**JOB A**
Report each line of the records that contains the word "person" by copying that line in full.

begin TEXT BLOCK

In [1]:
#meta: Common data structures in Python - Graphs
#10/28/2018

#exploring two ways of looking at graph relationships:
#  a) focus on edges
#  b) focus on vertices

#prev 10/28/2018
#  b) implemented only uni-directional edges, i.e. one-way flights

#here 10/28/2018
#  b) redefine classes Node and Edge, use index instead of name => more efficient
#  b) define a function addFlights() to add flights bi-directionally, outside of Node class
#  b) find all flights by using Node.getEdges()

## Data Structures - Graphs
src: John Keyser

Graphs offer a structure for capturing an incredibly wide diversity of relationships and 
the connections that are formed all over.  
i.e. connections between locations 

Vertex/node are represented entities.  
Edges - the connections between nodes. Edges let us know that there's a relation between the 2 nodes.    
i.e. cities and roads.  

Codewise, graphs can have more than one representation:
1. global – represent a graph as two lists: one list of nodes and one list of edges 
2. adjacency list - focuses on adjacent neighbors 
3. adjacency matrix 

### 1. Global List
Each node will contain information about itself.

end TEXT BLOCK

**JOB B**
Echo the notes on graph data structures above in their entirety, changing nothing.

begin DATA RECORDS

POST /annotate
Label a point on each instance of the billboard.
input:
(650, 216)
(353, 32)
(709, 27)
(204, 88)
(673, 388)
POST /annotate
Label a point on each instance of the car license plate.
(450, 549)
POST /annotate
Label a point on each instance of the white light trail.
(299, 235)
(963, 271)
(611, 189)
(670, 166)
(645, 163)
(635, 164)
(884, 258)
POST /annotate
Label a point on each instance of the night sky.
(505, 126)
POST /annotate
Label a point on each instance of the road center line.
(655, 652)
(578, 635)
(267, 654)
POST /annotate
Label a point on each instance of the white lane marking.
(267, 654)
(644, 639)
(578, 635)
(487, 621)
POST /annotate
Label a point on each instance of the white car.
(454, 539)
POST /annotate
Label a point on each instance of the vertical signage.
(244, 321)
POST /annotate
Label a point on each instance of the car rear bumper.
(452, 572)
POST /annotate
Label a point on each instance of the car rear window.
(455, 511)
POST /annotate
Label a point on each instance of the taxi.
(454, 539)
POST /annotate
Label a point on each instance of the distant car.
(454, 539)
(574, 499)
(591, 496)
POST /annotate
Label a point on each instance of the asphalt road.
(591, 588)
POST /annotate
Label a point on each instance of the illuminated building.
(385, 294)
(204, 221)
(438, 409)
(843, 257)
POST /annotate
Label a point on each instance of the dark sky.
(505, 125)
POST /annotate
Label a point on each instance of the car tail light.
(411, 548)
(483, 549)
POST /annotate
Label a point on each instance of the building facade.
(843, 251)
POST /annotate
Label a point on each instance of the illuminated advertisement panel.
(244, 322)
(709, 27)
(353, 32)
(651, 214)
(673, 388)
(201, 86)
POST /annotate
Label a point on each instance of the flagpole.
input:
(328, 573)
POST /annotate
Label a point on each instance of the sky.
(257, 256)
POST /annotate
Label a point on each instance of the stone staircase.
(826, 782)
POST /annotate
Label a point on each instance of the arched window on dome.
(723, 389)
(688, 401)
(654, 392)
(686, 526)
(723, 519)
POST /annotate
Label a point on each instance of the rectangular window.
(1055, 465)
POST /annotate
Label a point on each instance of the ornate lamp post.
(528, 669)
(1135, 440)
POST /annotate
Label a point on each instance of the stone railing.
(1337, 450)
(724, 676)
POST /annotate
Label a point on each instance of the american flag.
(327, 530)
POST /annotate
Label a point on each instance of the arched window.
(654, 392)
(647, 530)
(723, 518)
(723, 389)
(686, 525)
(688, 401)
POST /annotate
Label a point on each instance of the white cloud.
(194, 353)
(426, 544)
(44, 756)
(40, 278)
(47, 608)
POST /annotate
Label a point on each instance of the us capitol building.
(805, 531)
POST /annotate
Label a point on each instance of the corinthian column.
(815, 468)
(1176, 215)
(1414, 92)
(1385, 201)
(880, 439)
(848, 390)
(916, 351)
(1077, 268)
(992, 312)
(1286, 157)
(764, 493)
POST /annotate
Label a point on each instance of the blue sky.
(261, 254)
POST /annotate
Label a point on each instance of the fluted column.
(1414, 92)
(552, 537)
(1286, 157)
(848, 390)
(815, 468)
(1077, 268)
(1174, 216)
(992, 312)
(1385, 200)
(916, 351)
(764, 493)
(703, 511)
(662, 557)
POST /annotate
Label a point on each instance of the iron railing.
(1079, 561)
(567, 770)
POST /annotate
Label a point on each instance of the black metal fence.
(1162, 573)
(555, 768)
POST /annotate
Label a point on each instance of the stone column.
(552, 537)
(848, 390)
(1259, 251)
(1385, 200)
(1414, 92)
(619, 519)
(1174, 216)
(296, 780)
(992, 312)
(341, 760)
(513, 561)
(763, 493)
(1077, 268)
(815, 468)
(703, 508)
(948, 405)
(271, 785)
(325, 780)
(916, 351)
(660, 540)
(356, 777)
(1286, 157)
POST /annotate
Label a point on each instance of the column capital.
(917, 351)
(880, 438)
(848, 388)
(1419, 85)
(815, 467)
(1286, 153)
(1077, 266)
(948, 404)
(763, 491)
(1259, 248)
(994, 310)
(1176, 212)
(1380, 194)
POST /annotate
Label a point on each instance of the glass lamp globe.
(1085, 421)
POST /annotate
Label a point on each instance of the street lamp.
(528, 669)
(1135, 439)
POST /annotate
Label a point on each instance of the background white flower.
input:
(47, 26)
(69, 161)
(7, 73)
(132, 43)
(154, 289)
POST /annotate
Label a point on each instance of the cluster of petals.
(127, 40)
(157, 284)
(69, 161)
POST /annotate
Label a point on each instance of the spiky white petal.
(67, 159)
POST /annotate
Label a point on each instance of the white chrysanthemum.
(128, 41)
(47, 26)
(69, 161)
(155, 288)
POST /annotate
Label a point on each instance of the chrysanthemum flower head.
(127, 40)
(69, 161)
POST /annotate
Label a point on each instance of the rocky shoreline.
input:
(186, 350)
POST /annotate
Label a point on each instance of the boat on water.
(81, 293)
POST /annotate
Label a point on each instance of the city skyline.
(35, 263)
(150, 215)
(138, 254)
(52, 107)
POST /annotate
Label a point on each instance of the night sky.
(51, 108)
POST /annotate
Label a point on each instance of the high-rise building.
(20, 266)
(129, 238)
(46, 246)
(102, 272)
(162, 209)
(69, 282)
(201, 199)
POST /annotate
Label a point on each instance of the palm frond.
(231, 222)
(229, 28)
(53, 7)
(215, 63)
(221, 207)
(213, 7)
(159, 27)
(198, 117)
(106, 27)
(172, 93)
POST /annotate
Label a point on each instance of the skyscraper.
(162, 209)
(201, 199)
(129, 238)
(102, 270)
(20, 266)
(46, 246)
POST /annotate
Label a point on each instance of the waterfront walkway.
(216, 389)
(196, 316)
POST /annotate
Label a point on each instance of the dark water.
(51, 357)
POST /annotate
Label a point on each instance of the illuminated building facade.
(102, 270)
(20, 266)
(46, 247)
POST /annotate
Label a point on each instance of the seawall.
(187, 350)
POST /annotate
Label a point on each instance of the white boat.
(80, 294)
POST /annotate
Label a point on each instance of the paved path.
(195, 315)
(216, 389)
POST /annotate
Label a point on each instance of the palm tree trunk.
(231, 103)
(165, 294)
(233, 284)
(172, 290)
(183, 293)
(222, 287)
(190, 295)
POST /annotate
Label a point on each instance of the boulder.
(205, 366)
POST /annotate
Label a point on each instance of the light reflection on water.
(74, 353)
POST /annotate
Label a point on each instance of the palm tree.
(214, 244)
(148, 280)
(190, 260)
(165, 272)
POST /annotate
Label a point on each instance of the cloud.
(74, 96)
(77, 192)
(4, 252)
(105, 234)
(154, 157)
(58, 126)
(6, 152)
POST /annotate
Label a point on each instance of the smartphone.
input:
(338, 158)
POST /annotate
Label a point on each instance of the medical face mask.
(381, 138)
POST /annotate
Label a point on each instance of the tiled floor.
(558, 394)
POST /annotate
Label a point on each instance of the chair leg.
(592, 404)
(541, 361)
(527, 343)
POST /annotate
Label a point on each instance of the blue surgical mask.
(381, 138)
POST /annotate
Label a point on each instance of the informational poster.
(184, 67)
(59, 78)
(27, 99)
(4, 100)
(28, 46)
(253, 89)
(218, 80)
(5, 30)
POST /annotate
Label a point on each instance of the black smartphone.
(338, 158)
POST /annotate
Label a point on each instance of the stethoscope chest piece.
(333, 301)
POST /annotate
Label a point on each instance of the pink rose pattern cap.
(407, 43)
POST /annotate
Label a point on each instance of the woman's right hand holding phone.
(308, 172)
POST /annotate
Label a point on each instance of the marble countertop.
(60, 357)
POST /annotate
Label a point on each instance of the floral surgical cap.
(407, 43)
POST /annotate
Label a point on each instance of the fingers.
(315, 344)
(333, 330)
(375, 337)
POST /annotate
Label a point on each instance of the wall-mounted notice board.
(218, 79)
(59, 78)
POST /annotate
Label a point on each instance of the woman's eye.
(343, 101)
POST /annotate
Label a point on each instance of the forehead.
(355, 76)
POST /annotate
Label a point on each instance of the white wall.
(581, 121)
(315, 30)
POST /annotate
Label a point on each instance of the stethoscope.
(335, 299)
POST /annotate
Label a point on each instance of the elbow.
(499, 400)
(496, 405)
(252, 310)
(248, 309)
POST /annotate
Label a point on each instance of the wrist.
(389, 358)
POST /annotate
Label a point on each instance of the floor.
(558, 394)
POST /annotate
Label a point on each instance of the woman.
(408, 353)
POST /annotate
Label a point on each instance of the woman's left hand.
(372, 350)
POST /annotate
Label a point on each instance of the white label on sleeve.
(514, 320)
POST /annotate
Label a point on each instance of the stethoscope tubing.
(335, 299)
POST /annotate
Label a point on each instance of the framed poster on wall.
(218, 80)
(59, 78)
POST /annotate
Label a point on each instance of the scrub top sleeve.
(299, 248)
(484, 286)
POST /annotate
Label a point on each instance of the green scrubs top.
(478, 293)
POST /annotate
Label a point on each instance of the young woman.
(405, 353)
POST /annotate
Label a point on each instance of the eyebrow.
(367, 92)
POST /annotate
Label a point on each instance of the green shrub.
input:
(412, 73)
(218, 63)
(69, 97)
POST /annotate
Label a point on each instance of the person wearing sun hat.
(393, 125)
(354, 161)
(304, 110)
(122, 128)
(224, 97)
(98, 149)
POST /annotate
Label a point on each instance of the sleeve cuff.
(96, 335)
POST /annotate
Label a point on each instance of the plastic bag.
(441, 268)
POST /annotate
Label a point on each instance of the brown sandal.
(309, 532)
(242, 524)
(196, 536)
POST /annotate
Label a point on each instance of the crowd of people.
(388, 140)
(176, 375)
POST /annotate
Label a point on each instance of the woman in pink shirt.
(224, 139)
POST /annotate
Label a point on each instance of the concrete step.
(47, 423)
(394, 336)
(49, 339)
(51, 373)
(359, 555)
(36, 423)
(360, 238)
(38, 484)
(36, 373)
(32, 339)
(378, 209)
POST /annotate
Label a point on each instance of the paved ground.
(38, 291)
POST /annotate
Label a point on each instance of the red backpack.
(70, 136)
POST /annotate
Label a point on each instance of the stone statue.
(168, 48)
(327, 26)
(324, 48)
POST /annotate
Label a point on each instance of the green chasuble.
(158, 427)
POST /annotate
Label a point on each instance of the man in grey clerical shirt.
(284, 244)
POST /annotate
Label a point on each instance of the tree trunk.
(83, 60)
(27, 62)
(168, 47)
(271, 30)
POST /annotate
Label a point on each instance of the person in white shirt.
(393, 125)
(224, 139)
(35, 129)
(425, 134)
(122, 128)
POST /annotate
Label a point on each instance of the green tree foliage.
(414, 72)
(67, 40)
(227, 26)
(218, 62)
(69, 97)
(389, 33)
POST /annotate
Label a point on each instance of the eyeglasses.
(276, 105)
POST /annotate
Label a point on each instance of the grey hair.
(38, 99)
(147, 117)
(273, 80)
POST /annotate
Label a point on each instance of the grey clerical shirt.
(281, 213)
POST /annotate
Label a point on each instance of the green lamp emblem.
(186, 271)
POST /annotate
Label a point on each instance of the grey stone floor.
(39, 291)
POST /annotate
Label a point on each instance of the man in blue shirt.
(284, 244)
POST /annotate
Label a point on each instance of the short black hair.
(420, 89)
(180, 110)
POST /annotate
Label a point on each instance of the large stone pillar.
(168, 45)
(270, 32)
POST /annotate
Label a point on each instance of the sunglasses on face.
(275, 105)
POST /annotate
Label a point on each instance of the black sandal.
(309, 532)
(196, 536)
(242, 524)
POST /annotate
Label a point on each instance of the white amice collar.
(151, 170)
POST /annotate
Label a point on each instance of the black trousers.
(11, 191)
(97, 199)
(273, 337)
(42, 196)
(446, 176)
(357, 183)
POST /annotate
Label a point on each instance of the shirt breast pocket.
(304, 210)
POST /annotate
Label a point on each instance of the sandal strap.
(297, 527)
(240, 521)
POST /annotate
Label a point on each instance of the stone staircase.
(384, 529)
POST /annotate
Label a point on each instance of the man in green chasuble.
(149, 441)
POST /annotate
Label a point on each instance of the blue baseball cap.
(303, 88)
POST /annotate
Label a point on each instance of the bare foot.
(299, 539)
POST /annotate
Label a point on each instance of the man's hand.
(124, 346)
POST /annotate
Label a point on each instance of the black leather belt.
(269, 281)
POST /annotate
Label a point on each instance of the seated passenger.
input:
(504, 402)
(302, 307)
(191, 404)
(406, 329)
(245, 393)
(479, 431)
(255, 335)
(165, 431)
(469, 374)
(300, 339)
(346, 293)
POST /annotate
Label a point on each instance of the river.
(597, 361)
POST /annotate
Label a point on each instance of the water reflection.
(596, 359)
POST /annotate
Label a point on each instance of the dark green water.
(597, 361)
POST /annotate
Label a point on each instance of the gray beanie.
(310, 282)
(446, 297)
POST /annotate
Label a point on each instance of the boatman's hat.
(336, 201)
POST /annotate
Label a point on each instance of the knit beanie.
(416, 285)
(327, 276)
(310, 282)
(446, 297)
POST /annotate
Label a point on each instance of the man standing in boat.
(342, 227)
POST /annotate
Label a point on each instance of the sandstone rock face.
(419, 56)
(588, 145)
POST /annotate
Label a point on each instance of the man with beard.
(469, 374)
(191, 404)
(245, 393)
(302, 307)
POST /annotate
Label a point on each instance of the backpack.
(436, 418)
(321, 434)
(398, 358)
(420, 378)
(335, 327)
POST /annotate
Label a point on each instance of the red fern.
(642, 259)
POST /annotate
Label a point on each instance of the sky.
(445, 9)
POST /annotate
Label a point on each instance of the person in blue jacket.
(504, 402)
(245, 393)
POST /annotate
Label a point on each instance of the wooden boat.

end DATA RECORDS

**TASK OUTPUT A**
Label a point on each instance of the person wearing sun hat.
Label a point on each instance of the person in white shirt.
Label a point on each instance of the person in blue jacket.

**TASK OUTPUT B**
In [1]:
#meta: Common data structures in Python - Graphs
#10/28/2018

#exploring two ways of looking at graph relationships:
#  a) focus on edges
#  b) focus on vertices

#prev 10/28/2018
#  b) implemented only uni-directional edges, i.e. one-way flights

#here 10/28/2018
#  b) redefine classes Node and Edge, use index instead of name => more efficient
#  b) define a function addFlights() to add flights bi-directionally, outside of Node class
#  b) find all flights by using Node.getEdges()

## Data Structures - Graphs
src: John Keyser

Graphs offer a structure for capturing an incredibly wide diversity of relationships and 
the connections that are formed all over.  
i.e. connections between locations 

Vertex/node are represented entities.  
Edges - the connections between nodes. Edges let us know that there's a relation between the 2 nodes.    
i.e. cities and roads.  

Codewise, graphs can have more than one representation:
1. global – represent a graph as two lists: one list of nodes and one list of edges 
2. adjacency list - focuses on adjacent neighbors 
3. adjacency matrix 

### 1. Global List
Each node will contain information about itself.